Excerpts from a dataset
----

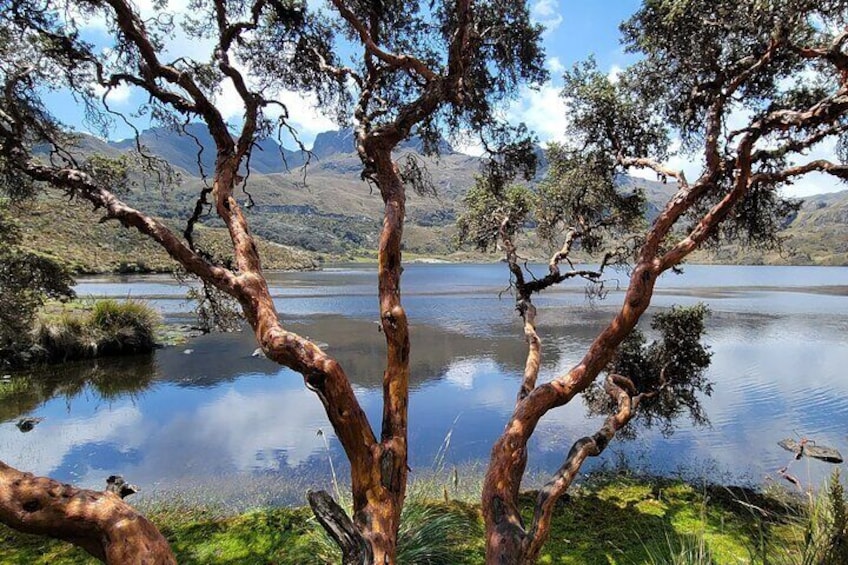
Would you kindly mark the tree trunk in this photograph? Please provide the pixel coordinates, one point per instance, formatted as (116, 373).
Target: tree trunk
(99, 522)
(507, 540)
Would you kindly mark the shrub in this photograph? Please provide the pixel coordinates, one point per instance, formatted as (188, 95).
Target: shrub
(107, 327)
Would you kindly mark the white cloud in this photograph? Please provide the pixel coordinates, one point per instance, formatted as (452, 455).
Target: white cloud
(543, 111)
(44, 449)
(613, 74)
(118, 95)
(547, 13)
(555, 65)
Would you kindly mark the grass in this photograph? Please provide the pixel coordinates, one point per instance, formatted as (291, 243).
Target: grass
(70, 231)
(609, 519)
(81, 330)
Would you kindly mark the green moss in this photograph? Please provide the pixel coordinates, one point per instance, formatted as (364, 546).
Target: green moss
(618, 520)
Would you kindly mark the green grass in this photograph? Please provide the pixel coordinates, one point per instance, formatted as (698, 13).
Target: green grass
(608, 520)
(80, 330)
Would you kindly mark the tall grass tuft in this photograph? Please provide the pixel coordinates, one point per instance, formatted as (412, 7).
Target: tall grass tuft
(687, 550)
(107, 327)
(429, 534)
(821, 529)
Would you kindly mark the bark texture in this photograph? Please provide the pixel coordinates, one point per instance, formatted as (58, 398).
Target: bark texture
(99, 522)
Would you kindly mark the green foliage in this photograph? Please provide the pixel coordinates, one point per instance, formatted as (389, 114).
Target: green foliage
(672, 366)
(823, 524)
(581, 193)
(694, 47)
(26, 280)
(107, 327)
(430, 534)
(489, 209)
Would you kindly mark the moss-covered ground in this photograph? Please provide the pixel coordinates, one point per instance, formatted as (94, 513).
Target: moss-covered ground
(612, 520)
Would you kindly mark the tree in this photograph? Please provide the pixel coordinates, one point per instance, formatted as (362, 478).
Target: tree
(748, 87)
(424, 69)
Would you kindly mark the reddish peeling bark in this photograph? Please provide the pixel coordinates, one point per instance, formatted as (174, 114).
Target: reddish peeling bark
(507, 538)
(99, 522)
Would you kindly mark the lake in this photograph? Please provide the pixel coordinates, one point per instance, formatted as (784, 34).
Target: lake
(209, 418)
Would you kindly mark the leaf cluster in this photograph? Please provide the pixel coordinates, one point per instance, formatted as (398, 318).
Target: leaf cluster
(672, 368)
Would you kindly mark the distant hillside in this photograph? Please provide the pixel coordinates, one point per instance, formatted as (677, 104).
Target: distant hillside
(326, 208)
(70, 232)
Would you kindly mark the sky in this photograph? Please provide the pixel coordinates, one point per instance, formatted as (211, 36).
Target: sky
(575, 29)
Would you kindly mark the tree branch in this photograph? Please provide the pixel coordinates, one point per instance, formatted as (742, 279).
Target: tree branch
(101, 523)
(406, 62)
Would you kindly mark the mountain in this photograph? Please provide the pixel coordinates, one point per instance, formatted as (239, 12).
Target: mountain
(327, 209)
(185, 150)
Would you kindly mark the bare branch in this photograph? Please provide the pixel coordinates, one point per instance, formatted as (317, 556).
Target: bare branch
(407, 62)
(99, 522)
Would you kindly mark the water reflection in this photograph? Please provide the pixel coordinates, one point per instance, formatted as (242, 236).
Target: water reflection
(178, 419)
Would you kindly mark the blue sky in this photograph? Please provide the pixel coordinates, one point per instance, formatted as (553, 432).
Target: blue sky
(575, 30)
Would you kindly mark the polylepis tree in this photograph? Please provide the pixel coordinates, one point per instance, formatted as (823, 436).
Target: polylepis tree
(746, 88)
(429, 69)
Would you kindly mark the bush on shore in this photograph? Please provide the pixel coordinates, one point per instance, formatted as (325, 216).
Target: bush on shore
(108, 327)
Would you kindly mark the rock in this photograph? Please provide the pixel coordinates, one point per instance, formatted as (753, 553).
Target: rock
(117, 484)
(28, 424)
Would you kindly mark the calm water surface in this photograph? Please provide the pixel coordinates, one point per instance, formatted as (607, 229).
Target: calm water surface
(214, 416)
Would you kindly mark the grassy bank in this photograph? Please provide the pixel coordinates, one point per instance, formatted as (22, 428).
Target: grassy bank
(609, 519)
(80, 330)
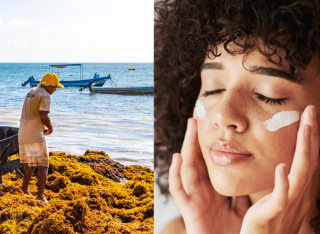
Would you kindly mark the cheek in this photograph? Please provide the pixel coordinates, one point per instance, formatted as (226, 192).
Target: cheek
(276, 147)
(269, 149)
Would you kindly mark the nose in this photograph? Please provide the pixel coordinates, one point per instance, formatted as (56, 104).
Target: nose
(229, 114)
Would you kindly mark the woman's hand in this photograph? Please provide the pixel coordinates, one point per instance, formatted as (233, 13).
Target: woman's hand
(202, 208)
(282, 211)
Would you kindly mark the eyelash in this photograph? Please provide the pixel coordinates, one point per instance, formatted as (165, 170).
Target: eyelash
(271, 101)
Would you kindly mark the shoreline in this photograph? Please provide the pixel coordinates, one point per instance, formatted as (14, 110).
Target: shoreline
(129, 142)
(85, 195)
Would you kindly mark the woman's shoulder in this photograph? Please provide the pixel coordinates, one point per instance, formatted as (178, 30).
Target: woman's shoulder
(176, 226)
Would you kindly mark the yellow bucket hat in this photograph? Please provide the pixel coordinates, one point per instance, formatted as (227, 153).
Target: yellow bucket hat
(50, 79)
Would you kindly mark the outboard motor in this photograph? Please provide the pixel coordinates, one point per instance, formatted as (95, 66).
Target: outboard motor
(96, 75)
(31, 78)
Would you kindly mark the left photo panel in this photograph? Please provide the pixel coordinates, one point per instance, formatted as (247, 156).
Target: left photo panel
(76, 117)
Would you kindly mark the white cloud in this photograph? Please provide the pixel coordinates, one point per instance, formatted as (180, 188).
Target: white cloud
(19, 22)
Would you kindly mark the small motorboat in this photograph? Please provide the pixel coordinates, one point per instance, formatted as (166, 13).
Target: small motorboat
(129, 90)
(78, 83)
(123, 90)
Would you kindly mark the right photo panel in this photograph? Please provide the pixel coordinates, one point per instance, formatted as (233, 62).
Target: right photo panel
(236, 116)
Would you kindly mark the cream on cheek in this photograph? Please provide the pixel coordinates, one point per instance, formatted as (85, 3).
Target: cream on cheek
(200, 109)
(281, 119)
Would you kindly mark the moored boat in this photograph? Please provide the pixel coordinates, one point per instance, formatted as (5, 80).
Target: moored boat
(99, 81)
(124, 90)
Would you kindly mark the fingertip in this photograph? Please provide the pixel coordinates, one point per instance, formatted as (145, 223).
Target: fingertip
(283, 169)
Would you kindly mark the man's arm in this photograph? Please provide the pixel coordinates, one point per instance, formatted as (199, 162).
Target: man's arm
(44, 117)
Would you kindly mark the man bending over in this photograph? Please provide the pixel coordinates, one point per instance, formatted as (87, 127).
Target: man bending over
(34, 120)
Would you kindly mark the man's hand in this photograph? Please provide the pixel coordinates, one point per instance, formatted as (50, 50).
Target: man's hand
(44, 117)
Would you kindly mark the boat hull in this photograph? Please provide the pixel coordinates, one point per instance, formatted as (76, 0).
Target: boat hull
(124, 90)
(77, 83)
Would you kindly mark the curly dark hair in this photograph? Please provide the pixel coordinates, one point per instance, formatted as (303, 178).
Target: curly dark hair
(187, 30)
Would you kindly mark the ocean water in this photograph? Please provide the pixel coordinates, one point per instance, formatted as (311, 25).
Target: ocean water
(120, 125)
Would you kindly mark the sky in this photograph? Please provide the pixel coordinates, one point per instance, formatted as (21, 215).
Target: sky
(92, 31)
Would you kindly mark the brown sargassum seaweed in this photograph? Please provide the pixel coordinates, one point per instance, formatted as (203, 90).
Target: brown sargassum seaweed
(86, 194)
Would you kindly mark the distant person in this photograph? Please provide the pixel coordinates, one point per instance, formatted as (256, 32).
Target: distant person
(32, 143)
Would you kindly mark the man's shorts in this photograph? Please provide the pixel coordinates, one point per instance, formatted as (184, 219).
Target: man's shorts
(35, 154)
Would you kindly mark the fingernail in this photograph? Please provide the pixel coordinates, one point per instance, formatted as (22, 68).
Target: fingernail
(307, 131)
(173, 157)
(312, 112)
(194, 113)
(283, 170)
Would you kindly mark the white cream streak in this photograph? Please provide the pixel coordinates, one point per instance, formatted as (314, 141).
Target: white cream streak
(200, 110)
(281, 119)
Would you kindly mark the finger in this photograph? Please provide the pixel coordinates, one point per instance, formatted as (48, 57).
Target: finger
(193, 167)
(191, 144)
(314, 137)
(241, 205)
(299, 173)
(279, 197)
(175, 184)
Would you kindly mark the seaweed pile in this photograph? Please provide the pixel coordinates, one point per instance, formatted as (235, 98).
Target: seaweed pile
(86, 194)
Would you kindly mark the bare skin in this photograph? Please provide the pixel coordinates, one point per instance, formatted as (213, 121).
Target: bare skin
(280, 178)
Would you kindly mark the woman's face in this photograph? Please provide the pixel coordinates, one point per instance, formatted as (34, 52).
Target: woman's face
(240, 153)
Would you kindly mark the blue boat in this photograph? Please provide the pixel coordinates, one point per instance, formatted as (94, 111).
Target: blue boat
(99, 81)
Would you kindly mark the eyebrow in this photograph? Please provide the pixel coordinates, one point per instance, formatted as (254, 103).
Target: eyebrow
(254, 69)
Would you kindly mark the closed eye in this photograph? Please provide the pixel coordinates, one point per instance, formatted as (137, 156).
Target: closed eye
(271, 101)
(211, 92)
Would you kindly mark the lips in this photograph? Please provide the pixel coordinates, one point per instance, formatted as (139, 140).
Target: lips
(227, 153)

----

WORK ITEM
Begin at the line that has "as (21, 215)." in the entries above; stop after the line that has "Would you kindly mark the fingernail". Transcribe exactly those lines and no others.

PROBLEM SOLUTION
Would you kindly mark the sky in this photograph? Please provide the pixel coordinates, one point per instance, formatted as (21, 215).
Target: sky
(92, 31)
Would you kindly mark the brown sargassum seaweed in this photograph? Please provide the pixel coordinates, one point per instance, formatted as (203, 90).
Target: brown sargassum seaweed
(86, 194)
Would you kindly mark the distant person in this photograph? Please provide the pixel coordinates, one point per instance, formatted as (256, 32).
Target: distant person
(32, 143)
Would you kindly mark the man's shorts in this photograph? Please provide the pixel coordinates, one point per instance, formatted as (184, 219).
Target: man's shorts
(35, 154)
Would you kindly mark the fingernail in this photograph? Please provide the pixel coordinates, one point per instance, formatted as (22, 68).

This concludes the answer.